> [What the task asks] Filter the material below and copy out every line that contains the string "target". Matching is case-sensitive.

> [Raw data]

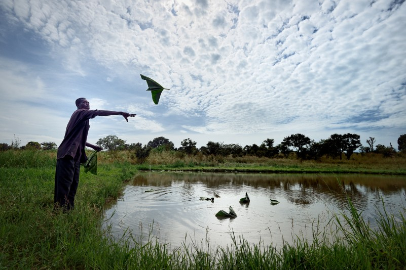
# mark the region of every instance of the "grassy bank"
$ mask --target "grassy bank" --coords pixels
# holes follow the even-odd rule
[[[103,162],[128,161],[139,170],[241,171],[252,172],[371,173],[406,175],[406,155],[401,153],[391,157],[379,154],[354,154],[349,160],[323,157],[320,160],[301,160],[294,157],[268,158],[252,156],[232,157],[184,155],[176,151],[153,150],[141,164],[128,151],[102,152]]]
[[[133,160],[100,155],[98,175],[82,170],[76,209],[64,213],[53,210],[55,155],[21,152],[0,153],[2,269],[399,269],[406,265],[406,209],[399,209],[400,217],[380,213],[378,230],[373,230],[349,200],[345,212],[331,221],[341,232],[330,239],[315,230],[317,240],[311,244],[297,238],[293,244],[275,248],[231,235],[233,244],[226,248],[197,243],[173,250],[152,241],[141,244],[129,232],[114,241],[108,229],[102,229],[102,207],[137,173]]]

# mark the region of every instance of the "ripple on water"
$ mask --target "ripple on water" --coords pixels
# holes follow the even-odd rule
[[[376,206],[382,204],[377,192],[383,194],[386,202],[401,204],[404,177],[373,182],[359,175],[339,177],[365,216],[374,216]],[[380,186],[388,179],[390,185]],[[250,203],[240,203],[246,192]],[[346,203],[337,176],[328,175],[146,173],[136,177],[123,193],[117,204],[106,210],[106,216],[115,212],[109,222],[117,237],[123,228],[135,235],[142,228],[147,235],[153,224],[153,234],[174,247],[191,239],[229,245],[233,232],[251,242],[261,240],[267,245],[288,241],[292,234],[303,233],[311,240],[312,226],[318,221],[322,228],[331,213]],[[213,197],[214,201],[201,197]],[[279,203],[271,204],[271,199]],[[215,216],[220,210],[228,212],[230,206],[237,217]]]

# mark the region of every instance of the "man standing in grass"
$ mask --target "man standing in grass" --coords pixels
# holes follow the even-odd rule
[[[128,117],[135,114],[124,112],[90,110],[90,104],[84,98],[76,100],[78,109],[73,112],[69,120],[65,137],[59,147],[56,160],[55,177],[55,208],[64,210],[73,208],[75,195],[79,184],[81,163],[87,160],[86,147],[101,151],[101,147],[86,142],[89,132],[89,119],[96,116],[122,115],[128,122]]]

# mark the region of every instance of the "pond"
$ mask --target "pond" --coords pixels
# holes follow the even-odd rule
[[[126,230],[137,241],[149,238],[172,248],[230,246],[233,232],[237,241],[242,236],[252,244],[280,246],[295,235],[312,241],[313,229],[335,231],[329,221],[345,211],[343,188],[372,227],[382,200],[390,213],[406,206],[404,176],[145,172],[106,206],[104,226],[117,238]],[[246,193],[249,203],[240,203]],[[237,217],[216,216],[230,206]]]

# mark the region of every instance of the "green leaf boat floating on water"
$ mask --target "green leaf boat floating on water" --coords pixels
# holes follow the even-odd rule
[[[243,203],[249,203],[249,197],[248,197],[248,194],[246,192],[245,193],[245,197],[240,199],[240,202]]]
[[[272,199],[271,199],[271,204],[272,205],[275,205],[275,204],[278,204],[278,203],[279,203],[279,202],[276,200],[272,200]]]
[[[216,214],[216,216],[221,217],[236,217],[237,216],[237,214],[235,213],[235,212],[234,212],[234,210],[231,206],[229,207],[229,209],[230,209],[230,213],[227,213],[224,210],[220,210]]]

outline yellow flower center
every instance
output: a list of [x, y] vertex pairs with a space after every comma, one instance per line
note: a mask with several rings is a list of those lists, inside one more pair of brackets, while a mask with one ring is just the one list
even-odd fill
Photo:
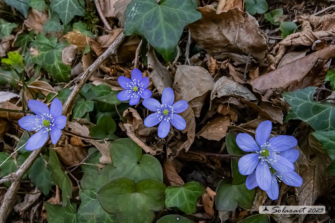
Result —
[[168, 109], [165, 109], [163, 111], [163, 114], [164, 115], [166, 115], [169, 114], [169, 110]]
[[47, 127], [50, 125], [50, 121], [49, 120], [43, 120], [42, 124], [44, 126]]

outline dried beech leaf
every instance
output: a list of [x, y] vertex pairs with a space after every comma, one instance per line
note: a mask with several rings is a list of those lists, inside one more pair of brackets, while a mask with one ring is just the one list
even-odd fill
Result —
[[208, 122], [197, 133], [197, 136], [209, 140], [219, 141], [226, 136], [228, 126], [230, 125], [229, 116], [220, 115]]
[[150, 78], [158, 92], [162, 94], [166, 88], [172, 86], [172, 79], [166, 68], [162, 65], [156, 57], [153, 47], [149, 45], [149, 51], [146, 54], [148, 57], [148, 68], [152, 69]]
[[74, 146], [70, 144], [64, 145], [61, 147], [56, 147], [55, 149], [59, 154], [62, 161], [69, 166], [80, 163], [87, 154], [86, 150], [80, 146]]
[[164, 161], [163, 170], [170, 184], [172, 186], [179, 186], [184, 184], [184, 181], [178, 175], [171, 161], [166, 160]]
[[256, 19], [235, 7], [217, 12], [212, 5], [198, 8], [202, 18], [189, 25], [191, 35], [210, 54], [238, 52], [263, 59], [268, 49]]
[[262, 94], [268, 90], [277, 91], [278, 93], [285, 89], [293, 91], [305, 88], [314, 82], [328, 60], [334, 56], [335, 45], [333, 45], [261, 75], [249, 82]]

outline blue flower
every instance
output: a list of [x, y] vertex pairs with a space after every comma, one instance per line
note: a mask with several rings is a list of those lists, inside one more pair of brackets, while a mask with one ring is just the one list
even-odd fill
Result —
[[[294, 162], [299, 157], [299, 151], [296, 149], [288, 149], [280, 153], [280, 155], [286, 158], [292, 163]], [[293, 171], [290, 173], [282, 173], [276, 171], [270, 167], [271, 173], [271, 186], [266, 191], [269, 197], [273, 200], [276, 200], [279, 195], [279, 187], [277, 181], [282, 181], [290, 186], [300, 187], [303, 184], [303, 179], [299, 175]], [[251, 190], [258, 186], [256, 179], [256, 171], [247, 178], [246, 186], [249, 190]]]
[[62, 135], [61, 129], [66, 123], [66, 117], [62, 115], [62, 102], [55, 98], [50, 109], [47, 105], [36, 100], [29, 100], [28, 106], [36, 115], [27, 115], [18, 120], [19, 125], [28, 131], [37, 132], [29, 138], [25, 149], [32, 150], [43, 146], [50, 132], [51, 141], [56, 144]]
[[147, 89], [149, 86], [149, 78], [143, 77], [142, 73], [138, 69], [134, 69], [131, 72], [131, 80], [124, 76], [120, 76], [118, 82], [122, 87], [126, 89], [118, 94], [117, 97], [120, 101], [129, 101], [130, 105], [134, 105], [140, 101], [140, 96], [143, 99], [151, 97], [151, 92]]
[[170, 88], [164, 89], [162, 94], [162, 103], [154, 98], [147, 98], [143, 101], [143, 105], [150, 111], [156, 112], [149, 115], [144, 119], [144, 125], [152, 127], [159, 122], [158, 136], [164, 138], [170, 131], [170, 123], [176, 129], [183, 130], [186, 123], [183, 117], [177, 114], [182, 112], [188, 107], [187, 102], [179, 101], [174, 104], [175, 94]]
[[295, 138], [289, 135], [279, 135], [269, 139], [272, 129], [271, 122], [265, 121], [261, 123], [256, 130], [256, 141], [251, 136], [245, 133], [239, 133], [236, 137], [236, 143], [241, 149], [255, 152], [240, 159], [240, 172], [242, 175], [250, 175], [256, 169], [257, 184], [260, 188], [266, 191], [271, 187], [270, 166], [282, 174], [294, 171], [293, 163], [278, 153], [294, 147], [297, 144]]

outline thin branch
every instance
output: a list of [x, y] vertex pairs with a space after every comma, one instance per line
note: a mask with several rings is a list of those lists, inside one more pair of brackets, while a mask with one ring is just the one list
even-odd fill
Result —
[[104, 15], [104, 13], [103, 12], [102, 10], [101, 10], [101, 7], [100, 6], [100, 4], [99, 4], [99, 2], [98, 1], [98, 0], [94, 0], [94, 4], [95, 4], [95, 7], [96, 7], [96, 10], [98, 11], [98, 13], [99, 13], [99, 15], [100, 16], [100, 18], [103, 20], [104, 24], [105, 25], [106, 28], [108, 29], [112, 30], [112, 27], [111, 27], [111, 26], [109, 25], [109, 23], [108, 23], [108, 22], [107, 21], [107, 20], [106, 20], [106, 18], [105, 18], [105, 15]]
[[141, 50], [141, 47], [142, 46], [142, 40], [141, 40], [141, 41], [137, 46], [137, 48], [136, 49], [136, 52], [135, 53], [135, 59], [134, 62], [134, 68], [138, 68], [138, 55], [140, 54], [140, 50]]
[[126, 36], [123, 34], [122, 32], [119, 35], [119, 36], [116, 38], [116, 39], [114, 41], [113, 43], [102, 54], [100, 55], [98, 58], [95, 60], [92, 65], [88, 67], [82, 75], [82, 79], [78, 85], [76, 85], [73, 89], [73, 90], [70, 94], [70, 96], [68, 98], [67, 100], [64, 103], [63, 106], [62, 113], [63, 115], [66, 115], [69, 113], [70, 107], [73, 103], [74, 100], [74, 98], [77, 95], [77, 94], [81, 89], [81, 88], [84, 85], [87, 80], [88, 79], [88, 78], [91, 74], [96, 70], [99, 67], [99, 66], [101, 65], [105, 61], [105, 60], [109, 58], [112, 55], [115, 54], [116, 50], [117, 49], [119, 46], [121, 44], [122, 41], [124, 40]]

> [Solution for this exercise]
$ mask --target "grassy bank" --coords pixels
$ mask --target "ripple on water" --coords pixels
$ mask --target "man standing in grass" --coords pixels
$ mask --target "pond" --coords pixels
$ mask --target "green leaf boat floating on water" --coords pixels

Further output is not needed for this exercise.